Your objective – Can you recast all of the data below as a numbered list, with any blank lines dropped?
** BEGIN **
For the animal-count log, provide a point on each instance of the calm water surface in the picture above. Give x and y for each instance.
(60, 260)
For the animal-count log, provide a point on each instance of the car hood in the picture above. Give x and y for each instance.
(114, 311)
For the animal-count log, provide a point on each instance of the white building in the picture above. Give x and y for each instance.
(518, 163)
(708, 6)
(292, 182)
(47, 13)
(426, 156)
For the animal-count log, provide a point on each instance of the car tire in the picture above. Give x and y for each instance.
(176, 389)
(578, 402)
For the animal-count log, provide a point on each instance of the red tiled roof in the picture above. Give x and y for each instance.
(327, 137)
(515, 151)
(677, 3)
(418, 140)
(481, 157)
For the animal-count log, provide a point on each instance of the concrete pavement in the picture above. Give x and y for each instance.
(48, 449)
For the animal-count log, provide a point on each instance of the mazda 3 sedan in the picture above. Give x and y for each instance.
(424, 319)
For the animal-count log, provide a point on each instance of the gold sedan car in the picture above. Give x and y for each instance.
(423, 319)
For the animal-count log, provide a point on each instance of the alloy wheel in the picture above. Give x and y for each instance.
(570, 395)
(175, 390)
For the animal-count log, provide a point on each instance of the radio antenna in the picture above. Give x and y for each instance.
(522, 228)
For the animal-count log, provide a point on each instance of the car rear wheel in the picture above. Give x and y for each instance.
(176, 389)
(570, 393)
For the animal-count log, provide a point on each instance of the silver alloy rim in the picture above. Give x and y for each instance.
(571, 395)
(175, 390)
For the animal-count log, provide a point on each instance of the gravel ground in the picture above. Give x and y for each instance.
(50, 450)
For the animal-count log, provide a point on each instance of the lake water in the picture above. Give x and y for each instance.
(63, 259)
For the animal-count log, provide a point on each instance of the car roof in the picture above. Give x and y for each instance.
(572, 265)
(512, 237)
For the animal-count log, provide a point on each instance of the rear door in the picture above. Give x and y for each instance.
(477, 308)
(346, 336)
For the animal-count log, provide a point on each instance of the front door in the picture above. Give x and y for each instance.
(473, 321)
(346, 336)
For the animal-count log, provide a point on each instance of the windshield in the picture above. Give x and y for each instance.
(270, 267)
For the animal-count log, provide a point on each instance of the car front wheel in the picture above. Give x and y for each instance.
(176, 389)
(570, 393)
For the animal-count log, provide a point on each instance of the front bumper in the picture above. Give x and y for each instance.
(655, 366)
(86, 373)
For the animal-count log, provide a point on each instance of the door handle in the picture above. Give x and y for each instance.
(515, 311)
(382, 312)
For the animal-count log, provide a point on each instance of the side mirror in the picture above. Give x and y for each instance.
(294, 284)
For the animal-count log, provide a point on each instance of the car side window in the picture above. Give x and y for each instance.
** END **
Worked solution –
1. For the animal-count log, provide a point on each instance of the calm water surface in the picture above. Give x and y for each instance.
2. (60, 260)
3. For the animal-count log, provide a point on each instance of the car hood in the picture above. Give x and y for each instance.
4. (114, 311)
5. For the animal-count log, provide a point on each instance of the white building in the picture above. Give x and y for each instance.
6. (518, 163)
7. (708, 6)
8. (292, 182)
9. (47, 13)
10. (426, 156)
11. For the animal-count log, provide a point on each instance of the car tire in the picture above. Give x and y for each instance.
12. (176, 389)
13. (578, 402)
14. For the animal-count log, provide a point on each instance of the red tiled roof in the picture above. Give x and y for each instance.
15. (327, 137)
16. (515, 151)
17. (677, 3)
18. (418, 140)
19. (481, 157)
20. For the animal-count log, provide a point on each instance of the concrete pavement in the picture above. Give x and y for each instance.
21. (48, 449)
22. For the animal-count log, provide a point on each instance of the mazda 3 sedan in the picture above. Give x and y for each instance.
23. (424, 319)
24. For the animal-count log, provide a point on each instance of the gold sedan car in the picture above. Give x and y for each instance.
25. (423, 319)
26. For the animal-count log, provide a point on each instance of the alloy wheel in the picture above. Give x and y for each instance.
27. (570, 395)
28. (175, 390)
29. For the animal-count log, provide a point on each instance of the radio antenna in the picture above. Give x and y for each instance.
30. (522, 228)
31. For the animal-count log, provide a point on each instance of the car rear wheel in the picture above. Give x and y for each instance.
32. (176, 389)
33. (570, 393)
34. For the animal-count log, provide a point on each instance of the silver alloy rim in the picture above. Give x and y for each instance.
35. (571, 395)
36. (175, 390)
37. For the animal-count log, provide a point on each instance of the gravel ground in the picture above. Give x and y for each instance.
38. (50, 450)
39. For the animal-count log, provide a point on each instance of the lake water in the picture above. Give x and y for each instance.
40. (63, 259)
41. For the animal-count log, provide a point on each instance of the car roof in the picture above. Give x and y for each instance.
42. (572, 265)
43. (512, 237)
44. For the animal-count log, provide a point on each instance of the rear door in the picture above. Give x and y for each instance.
45. (477, 308)
46. (346, 336)
47. For the animal-count log, provide a point on each instance of the front door in the picture above. Give x and y for each instance.
48. (473, 321)
49. (346, 336)
50. For the animal-count log, provide a point on each instance of the windshield in the picture above. Give x and y for each instance.
51. (270, 267)
52. For the animal-count log, provide a point on each instance of the car front wheel in the picture above. Give x and y for each instance.
53. (176, 389)
54. (570, 393)
55. For the animal-count log, provide a point on each instance of the front bumper in the picture above. Give x and y for each instance.
56. (655, 366)
57. (86, 373)
58. For the animal-count log, provide a point on each instance of the door handle in the picture above. Give x and y for each instance.
59. (515, 311)
60. (382, 312)
61. For the animal-count log, provide a point on each instance of the side mirror in the picture above. Give x and y for each instance.
62. (294, 284)
63. For the animal-count log, provide a point on each instance of the car side window in the picture above. Give x and y for each instance.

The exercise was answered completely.